== Text section ==

Transformations in the transformed parameters block:

  1. Per-subject effects are then transformed to N(0, intersubject SD).

  2. Subject values are calculated in "Stan parameter space" as:

    subject_value = group_mean [S1] + subject_specific_effect [T1]
  3. We then convert from "Stan (unit normal) parameter space" to "task parameter space". This depends on our target parameter:

    • Bounded parameters are inverse probit-transformed to (0, 1), then scaled; e.g. a range of (0, 7) is given by: y = Phi_approx(x) * 7.
    • Unbounded positive parameters are exponentially transformed to (0, +\infty) using y = exp(x).

You might want to label parameters that are in "standard normal" (raw) space, rather than "task parameter space", e.g. with a prefix like raw_.

Priors are therefore, approximately:

  • For everything, via temporary "raw" variable r:

    \mu_{\mathrm group} \textasciitilde N(0, 1)

    \sigma_{\mathrm group} \textasciitilde N(0, 0.2)^+

    r_{\mathrm subject} \textasciitilde N(\mu_{\mathrm group}, \sigma_{\mathrm group})

  • For bounded group means in range (L, U):

    x_{\mathrm subject} = L + (U - L) \cdot \phi(r_{\mathrm subject})

  • For unbounded positive means:

    x_{\mathrm subject} = {\mathrm e}^{r_{\mathrm subject}}


One can show posterior values/distributions of the "unit normal" variable, or the transformed value (e.g. Ahn2017, pp. 31, 47; K or K\prime in Haines2018, pp. 2544, 2546, 2553; Romeu2020, p. 107711). See below for cautions regarding the interpretation of transformed values.


A major advantage is of being able to operate in an unconstrained space throughout, then constrain at the end if required (rather than e.g. having a constrained parameter to which you add a deviation that might take it out of its constraints).


  • This obviously affects the priors a bit.
  • It's a bit fiddlier to extract the transformed parameters of interest.
  • It doesn't converge in some of my models, whereas direct sampling converged fine.

Parameterization: direct method

Another way is to sampling directly from the distributions of interest. For example, using a subjects-within-groups design:

Sampling in the parameters or model block:

  1. Per-group means are sampled in bounded parameter space, with sensible per-parameter priors.

===
== Provided data ==

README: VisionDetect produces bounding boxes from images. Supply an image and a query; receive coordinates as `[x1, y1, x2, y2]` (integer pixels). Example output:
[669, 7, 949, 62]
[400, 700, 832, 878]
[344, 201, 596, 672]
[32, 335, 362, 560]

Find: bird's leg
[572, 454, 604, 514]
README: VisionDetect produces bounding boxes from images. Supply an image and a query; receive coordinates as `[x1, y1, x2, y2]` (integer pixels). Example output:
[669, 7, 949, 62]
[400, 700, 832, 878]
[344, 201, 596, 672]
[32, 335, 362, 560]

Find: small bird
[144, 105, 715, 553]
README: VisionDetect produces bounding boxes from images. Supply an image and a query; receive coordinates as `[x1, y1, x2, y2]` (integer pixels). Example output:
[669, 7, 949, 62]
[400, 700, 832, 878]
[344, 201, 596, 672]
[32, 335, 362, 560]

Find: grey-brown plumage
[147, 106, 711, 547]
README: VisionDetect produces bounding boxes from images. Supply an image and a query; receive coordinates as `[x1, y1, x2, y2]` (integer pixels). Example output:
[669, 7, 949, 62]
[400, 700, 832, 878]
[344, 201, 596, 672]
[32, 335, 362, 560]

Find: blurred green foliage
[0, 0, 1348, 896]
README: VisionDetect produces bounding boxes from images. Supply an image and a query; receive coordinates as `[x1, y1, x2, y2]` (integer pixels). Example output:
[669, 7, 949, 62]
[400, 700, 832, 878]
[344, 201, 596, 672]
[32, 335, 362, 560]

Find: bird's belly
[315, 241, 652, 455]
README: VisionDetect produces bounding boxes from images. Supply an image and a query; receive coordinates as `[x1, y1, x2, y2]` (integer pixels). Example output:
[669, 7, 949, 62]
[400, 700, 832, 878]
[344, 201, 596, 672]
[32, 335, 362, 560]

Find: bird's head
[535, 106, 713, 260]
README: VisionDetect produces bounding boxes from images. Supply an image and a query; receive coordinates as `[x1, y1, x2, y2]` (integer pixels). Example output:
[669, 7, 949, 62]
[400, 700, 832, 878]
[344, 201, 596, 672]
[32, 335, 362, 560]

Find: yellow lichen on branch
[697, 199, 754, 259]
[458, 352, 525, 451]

===

**Try it:** Proceed with the text on hierarchical parameterization in Stan, starting right after its final sentence. The rows are unrelated to the text on hierarchical parameterization in Stan.

**Result of the exercise:**
  2. Per-group intersubject SDs are sampled in half-normal N(0, SD_prior)^+ space, e.g. N(0, 0.05)^+ for a parameter bounded [0, 1].
  3. Per-subject effects (in between-subjects designs, each subject's deviation from its group mean; etc.) are initially sampled in N(0, 1) space. [SAME AS ROMEU.]

Transformations in the transformed parameters block:

  1. Per-subject effects are then transformed to N(0, intersubject SD) space. [SAME AS ROMEU.]

  2. Subject values are calculated as:

    subject_value = group_mean [S1] + subject_specific_effect [T1]

    and then bounded (clipped, but without potential for sampling failure) in parameter space.


  • Convergence, in one example of mine. Took maximum \^{R} from ~160 to ~1, where other measures hadn't helped.

    Why? Initialization parameters were at 0 (raw), meaning that bounded parameters start at the middle of the range, since (for bounded parameters) probit(0) = pnorm(q = 0, mean = 0, sd = 1) = 0.5, and (for unbounded positive parameters) e^0 = 1. But in diagnostic plots, a lot got stuck at 0.

  • Parameters are directly meaningful (no need to jump through hoops in generated quantities to get useful values out).


  • Clipping, potentially. You could reject() out-of-bounds values as an alternative.

The interpretation of transformed parameters

Be careful not to misinterpret transformed parameters.

Let's use the example of the transformed parameter B above.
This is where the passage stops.